TASK:
Omit the images, then output each of the records below exactly.

--- start DATA FOR PROCESSING ---

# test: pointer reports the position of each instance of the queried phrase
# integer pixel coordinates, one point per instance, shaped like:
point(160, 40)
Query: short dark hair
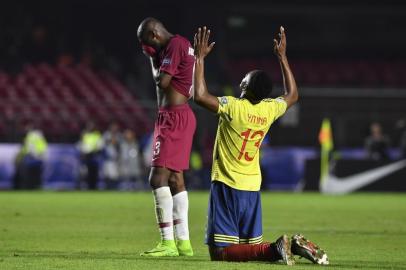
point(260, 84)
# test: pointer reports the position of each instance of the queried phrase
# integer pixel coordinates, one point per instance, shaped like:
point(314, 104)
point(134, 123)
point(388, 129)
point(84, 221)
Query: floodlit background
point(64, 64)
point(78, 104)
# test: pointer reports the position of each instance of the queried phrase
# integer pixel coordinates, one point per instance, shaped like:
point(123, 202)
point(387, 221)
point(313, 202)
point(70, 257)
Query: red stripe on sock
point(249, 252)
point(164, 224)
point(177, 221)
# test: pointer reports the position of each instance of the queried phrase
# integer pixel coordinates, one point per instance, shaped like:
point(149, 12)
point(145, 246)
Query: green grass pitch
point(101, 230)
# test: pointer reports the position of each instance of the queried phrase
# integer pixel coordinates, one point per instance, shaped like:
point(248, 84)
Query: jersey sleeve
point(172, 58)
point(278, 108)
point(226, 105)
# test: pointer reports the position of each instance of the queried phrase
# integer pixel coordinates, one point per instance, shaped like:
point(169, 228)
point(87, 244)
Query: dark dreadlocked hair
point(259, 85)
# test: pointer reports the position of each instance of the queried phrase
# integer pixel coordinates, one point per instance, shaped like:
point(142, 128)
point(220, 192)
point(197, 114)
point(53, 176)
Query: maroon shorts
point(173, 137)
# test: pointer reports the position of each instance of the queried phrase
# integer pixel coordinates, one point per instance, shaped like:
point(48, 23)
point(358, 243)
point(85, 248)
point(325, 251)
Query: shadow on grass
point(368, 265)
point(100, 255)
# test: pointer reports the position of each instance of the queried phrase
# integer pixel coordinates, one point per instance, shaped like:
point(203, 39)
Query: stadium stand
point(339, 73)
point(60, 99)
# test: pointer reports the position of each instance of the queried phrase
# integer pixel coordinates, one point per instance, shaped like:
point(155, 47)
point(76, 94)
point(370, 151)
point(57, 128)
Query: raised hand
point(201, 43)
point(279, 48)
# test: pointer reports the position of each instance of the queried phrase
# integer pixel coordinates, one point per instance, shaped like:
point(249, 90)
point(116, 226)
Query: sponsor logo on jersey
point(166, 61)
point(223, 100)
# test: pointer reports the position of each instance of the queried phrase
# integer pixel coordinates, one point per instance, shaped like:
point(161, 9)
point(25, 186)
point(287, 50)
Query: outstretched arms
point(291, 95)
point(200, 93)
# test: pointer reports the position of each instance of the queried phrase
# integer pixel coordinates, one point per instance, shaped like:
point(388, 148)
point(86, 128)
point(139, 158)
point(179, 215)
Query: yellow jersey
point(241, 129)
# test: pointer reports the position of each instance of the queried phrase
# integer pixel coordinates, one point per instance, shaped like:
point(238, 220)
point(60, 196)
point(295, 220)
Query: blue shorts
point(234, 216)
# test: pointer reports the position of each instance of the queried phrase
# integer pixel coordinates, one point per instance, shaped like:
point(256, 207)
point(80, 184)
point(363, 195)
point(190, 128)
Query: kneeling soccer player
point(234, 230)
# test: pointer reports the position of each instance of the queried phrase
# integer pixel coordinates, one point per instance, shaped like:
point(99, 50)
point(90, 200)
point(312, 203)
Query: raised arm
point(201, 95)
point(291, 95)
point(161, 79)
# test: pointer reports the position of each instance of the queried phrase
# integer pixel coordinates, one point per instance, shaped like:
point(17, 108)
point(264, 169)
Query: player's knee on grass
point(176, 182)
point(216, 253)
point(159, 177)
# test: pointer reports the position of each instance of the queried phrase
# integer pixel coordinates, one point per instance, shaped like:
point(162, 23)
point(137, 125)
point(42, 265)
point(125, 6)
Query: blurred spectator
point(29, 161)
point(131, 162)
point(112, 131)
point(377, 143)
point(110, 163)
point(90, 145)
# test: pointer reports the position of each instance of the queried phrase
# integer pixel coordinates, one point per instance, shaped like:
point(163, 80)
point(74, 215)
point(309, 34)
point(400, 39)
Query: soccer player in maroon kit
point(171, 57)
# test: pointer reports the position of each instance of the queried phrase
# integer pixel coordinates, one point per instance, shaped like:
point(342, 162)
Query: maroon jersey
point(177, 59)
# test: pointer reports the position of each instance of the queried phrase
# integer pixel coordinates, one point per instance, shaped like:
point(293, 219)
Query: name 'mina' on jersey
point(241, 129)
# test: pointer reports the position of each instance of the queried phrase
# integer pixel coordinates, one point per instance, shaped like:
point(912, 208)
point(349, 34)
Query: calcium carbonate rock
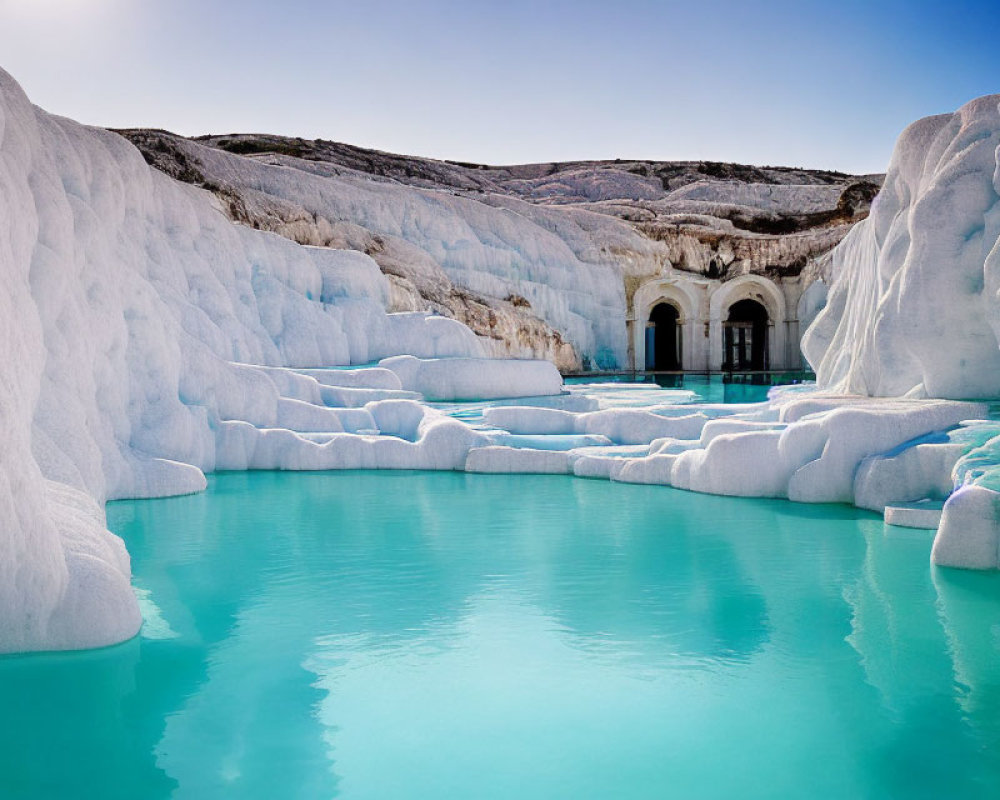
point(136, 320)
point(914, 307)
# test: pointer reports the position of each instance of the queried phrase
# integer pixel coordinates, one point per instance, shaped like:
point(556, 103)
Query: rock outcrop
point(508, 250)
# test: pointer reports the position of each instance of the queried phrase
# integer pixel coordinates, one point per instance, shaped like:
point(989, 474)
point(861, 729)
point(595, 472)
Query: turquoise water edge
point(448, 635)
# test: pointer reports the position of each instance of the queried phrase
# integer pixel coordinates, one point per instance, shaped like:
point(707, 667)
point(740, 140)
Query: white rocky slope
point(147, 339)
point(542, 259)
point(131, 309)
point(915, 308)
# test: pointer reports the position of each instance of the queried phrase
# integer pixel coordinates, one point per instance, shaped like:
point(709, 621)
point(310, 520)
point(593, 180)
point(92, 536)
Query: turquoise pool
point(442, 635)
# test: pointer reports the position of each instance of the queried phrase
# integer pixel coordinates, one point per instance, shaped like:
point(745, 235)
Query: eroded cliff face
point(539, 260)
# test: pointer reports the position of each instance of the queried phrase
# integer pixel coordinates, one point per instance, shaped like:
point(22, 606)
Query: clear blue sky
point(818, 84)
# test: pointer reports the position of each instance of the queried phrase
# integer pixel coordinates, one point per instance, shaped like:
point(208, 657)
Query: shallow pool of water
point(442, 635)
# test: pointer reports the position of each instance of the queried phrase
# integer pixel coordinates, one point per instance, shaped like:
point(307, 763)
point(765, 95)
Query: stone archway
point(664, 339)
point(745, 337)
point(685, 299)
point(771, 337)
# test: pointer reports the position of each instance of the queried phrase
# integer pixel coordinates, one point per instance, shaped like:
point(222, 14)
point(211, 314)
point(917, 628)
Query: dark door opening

--- end DATA FOR PROCESSING ---

SOLUTION:
# test: pointer reports the position of each instance of the queried phrase
# integer pixel coordinates, one point per instance, shaped like:
point(160, 40)
Query: short dark hair
point(260, 84)
# test: pointer reports the position of each instance of the queried phrase
# integer pixel coordinates, one point per instance, shaped like:
point(314, 104)
point(134, 123)
point(388, 129)
point(84, 221)
Query: floodlit background
point(64, 64)
point(78, 104)
# test: pointer reports the position of each instance of the queried phrase
# integer pixel coordinates, one point per instance, shaped like:
point(123, 202)
point(387, 221)
point(313, 202)
point(70, 257)
Query: red stripe on sock
point(249, 252)
point(164, 224)
point(177, 221)
# test: pointer reports the position of each instance of the queried phrase
# integer pixel coordinates, one point per instance, shaped like:
point(149, 12)
point(145, 246)
Query: green grass pitch
point(101, 230)
# test: pointer reports the position of each instance of the queried phrase
# integer pixel coordinates, one point per instance, shaped like:
point(248, 84)
Query: jersey sleeve
point(172, 58)
point(278, 108)
point(226, 105)
# test: pointer reports the position of each instance of the queried phrase
# integer pixel coordinates, one point per instance, shaped like:
point(169, 228)
point(87, 244)
Query: dark dreadlocked hair
point(259, 85)
# test: pointer reports the position of each instance of the queried phrase
# integer pixel coordinates, one point per instance, shaped like:
point(142, 128)
point(220, 192)
point(197, 114)
point(53, 176)
Query: maroon shorts
point(173, 137)
# test: pointer reports the position of each instance of the queried phrase
# integer pixel coordinates, one point per instance, shaped like:
point(48, 23)
point(358, 243)
point(85, 248)
point(325, 251)
Query: shadow on grass
point(368, 265)
point(100, 255)
# test: pointer reports the position of each instance of the queried phrase
# integer pixel coordinates, one point per instance, shaped like:
point(203, 39)
Query: stadium stand
point(339, 73)
point(60, 99)
# test: pointer reports the position of each instance of the queried phrase
# integer pixel coordinates, one point per instance, shaped like:
point(155, 47)
point(76, 94)
point(370, 151)
point(57, 128)
Query: raised hand
point(201, 43)
point(279, 48)
# test: pointer reports the position of each instance of the queried phrase
# integer pixel coordinates, one point per instance, shaped like:
point(249, 90)
point(116, 226)
Query: sponsor logo on jersey
point(166, 61)
point(223, 100)
# test: pointer reports the position of each instance of the queried phrase
# integer pixel coordinates, one point per instance, shaped like:
point(161, 9)
point(25, 186)
point(287, 50)
Query: outstretched arms
point(291, 95)
point(200, 93)
# test: pointer reports the position of each instance of the queried phrase
# integer pixel coordinates, one point per instance, shaped like:
point(388, 148)
point(86, 128)
point(139, 158)
point(179, 215)
Query: yellow jersey
point(241, 129)
# test: pointer reports the position of each instance of the queried phrase
# integer pixel coordinates, one point per instance, shaped like:
point(238, 220)
point(60, 196)
point(295, 220)
Query: blue shorts
point(234, 216)
# test: pointer reports the position of each instance of the queried phrase
# integer pixel coordinates, one point per instance, shaped like:
point(256, 207)
point(80, 184)
point(363, 195)
point(190, 128)
Query: kneeling soccer player
point(234, 230)
# test: pointer reports the position of each instance of the queried phrase
# integer pixel coordinates, one point per instance, shaped like:
point(99, 50)
point(90, 200)
point(312, 203)
Query: raised arm
point(201, 95)
point(291, 95)
point(161, 79)
# test: pointer reports the position of each instance of the queried phrase
# integer pixel coordinates, one point per instance, shaped like:
point(17, 108)
point(264, 169)
Query: player's knee on grass
point(176, 182)
point(216, 253)
point(159, 177)
# test: pointer reports the position of each instance of the queried phrase
# integer pixel coordinates, one point per instance, shaped like:
point(162, 23)
point(137, 125)
point(42, 265)
point(125, 6)
Query: blurred spectator
point(29, 161)
point(131, 162)
point(112, 131)
point(377, 143)
point(110, 163)
point(90, 145)
# test: pointer reports the position of each instance of the queried phrase
# integer pixel coordinates, one point per instance, shaped like:
point(163, 80)
point(74, 215)
point(309, 34)
point(400, 39)
Query: soccer player in maroon kit
point(171, 57)
# test: pointer reports the position of each instance of the queried phrase
# integer pixel coordinates, one point per instance, shaped like:
point(342, 162)
Query: maroon jersey
point(177, 59)
# test: pointer reports the position of each instance of the queried phrase
# integer pixel coordinates, one point per instance, shaped like:
point(293, 219)
Query: name 'mina' on jersey
point(241, 129)
# test: pointer reports the position of each instance of the queried phrase
# integer pixel coordinates, one point per instance, shaped like:
point(912, 208)
point(349, 34)
Query: calcium carbonate rock
point(136, 320)
point(914, 307)
# test: pointer reports the position of each instance of the queried phrase
# integer pixel coordinates, one point per instance, shaped like:
point(556, 103)
Query: rock outcrop
point(508, 250)
# test: pointer reports the position of each instance of the queried phrase
# integer pixel coordinates, one point per instance, shaped like:
point(989, 474)
point(861, 729)
point(595, 472)
Query: turquoise water edge
point(448, 635)
# test: pointer reports the position of each instance of the queried phrase
# integer pixel coordinates, one point per instance, shaped like:
point(707, 667)
point(740, 140)
Query: white rocky slope
point(147, 339)
point(542, 259)
point(131, 309)
point(915, 308)
# test: pointer reports the position of each instance of the queried phrase
# integer pixel coordinates, one point per instance, shaped like:
point(709, 621)
point(310, 520)
point(593, 180)
point(92, 536)
Query: turquoise pool
point(442, 635)
# test: pointer reports the position of each instance of the queried phrase
# integer pixel coordinates, one point per instance, shaped like:
point(745, 235)
Query: eroded cliff face
point(539, 260)
# test: pointer reports the position of each instance of the queried phrase
# integer pixel coordinates, one point per instance, shaped like:
point(22, 606)
Query: clear blue sky
point(818, 84)
# test: pointer reports the position of each instance of the queried phrase
# integer pixel coordinates, one point per instance, shaped like:
point(208, 657)
Query: shallow pool of water
point(442, 635)
# test: pointer reports the position of each instance of the queried phrase
# integer pixel coordinates, one point per instance, shaped like:
point(307, 763)
point(765, 95)
Query: stone archway
point(664, 339)
point(745, 337)
point(685, 299)
point(771, 337)
# test: pointer reports the position of each instance of the queried phrase
# integer pixel coordinates, one point per instance, shaped like:
point(222, 14)
point(211, 314)
point(917, 628)
Query: dark door opening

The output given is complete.